Can you pull out each line of the data below that includes the word "black"?

Collected data
###

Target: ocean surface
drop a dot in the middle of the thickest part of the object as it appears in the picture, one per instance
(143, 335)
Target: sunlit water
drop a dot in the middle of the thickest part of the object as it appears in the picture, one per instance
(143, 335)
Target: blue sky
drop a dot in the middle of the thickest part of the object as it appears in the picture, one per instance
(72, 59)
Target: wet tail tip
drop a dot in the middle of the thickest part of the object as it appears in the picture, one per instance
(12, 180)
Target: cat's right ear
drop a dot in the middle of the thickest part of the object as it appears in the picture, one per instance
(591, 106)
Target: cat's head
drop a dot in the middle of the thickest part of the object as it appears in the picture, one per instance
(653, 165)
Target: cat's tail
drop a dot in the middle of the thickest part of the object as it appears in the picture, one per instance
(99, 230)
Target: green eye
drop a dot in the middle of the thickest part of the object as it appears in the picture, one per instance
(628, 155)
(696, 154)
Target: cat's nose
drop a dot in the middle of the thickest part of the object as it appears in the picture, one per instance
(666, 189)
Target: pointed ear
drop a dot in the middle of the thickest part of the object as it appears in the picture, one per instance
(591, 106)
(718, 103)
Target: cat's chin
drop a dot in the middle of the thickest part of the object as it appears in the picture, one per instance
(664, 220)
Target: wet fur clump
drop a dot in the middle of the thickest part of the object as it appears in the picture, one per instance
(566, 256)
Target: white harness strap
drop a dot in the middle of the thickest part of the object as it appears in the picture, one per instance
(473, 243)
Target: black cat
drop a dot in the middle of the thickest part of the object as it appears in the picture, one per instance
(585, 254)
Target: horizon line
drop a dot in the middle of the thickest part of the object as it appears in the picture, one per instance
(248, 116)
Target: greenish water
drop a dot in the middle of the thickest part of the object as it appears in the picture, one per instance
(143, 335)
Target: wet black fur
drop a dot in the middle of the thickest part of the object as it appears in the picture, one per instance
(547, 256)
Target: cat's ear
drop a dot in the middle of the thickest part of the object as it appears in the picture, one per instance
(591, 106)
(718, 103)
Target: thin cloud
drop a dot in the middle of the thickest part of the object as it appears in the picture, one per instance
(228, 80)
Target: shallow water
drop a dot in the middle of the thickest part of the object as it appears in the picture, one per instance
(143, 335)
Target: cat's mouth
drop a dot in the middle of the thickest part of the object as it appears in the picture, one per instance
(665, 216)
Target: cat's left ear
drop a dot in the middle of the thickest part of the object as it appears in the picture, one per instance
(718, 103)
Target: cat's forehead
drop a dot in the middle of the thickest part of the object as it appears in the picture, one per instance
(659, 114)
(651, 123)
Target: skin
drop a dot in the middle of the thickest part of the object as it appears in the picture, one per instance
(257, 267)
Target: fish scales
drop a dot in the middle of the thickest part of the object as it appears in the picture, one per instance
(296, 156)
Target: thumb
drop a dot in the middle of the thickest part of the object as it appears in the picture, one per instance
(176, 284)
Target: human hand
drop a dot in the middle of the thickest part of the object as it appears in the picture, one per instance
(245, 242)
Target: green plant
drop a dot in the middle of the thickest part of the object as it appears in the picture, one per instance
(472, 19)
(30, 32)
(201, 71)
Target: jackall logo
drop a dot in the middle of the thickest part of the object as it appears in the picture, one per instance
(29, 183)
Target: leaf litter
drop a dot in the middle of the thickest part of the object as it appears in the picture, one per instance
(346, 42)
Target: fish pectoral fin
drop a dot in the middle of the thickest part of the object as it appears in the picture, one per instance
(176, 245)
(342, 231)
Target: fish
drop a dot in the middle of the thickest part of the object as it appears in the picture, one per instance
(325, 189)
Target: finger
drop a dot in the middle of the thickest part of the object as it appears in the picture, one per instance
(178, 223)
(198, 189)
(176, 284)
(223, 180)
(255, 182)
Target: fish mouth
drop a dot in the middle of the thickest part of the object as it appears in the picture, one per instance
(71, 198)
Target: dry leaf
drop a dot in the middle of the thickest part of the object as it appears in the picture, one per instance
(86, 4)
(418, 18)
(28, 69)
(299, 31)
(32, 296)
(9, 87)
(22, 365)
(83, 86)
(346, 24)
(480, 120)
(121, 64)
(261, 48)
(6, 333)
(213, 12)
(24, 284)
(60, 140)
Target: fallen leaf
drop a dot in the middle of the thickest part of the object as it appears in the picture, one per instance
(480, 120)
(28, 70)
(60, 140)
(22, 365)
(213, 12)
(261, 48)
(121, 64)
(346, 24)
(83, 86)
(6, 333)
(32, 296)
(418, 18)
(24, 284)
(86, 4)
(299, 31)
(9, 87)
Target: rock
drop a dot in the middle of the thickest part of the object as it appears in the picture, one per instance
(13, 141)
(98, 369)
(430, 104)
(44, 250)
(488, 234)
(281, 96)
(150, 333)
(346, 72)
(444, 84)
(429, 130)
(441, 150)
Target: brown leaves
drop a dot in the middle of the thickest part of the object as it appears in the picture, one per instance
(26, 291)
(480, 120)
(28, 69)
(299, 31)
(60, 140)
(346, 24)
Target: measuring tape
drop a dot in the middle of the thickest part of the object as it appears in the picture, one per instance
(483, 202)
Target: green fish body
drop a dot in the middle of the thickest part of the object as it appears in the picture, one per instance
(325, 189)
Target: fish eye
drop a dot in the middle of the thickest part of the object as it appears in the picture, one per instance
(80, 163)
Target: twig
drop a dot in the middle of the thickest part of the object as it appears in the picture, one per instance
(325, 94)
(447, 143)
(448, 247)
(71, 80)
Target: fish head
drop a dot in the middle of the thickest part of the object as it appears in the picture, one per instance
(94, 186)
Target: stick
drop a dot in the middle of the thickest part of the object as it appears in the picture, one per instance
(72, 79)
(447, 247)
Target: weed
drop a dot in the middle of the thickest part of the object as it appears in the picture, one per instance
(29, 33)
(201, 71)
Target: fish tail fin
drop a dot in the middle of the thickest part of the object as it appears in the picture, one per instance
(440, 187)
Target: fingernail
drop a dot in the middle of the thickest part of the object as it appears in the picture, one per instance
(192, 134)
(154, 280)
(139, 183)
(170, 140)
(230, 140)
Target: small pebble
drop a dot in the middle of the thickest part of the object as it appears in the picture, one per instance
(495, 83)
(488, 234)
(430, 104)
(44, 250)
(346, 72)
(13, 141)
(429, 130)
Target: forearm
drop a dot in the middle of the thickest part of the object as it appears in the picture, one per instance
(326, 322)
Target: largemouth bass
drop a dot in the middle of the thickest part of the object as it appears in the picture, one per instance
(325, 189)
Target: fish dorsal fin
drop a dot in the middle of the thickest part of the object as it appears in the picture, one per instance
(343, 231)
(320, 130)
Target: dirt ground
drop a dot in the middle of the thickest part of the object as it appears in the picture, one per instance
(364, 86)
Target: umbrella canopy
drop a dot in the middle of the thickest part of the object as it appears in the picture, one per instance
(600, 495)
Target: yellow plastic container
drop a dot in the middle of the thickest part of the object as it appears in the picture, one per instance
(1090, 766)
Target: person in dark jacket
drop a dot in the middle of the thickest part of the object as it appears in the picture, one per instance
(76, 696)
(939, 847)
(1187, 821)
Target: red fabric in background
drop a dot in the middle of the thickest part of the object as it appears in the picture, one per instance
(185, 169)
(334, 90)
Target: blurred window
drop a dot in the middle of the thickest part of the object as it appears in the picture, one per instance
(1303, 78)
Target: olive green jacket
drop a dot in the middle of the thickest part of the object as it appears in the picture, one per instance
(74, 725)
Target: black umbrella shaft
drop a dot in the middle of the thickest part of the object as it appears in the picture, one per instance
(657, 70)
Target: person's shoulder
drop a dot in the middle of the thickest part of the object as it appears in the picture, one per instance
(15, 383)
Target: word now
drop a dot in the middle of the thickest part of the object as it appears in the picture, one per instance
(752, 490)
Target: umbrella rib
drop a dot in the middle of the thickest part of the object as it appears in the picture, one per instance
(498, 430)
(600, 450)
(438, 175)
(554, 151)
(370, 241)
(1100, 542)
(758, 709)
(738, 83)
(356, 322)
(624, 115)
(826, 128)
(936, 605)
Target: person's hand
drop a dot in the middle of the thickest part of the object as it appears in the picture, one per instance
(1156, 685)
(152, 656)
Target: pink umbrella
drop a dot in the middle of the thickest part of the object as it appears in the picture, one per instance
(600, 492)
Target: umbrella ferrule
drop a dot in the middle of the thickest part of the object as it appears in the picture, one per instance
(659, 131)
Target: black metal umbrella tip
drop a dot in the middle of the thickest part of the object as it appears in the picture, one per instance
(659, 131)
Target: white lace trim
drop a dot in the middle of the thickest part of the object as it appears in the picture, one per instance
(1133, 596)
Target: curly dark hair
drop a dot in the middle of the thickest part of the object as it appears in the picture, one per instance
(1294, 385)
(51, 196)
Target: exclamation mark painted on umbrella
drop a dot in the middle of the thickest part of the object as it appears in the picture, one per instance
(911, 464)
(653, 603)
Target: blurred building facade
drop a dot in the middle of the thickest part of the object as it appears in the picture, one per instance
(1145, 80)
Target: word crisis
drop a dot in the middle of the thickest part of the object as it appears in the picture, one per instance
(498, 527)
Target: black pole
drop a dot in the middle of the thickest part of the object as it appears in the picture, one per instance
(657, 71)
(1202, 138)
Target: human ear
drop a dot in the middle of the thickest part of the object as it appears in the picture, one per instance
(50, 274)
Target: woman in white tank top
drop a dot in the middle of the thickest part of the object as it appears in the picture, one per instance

###

> **Result below**:
Target: black cat
Target: wet black fur
Target: black umbrella shaft
Target: black metal umbrella tip
Target: black pole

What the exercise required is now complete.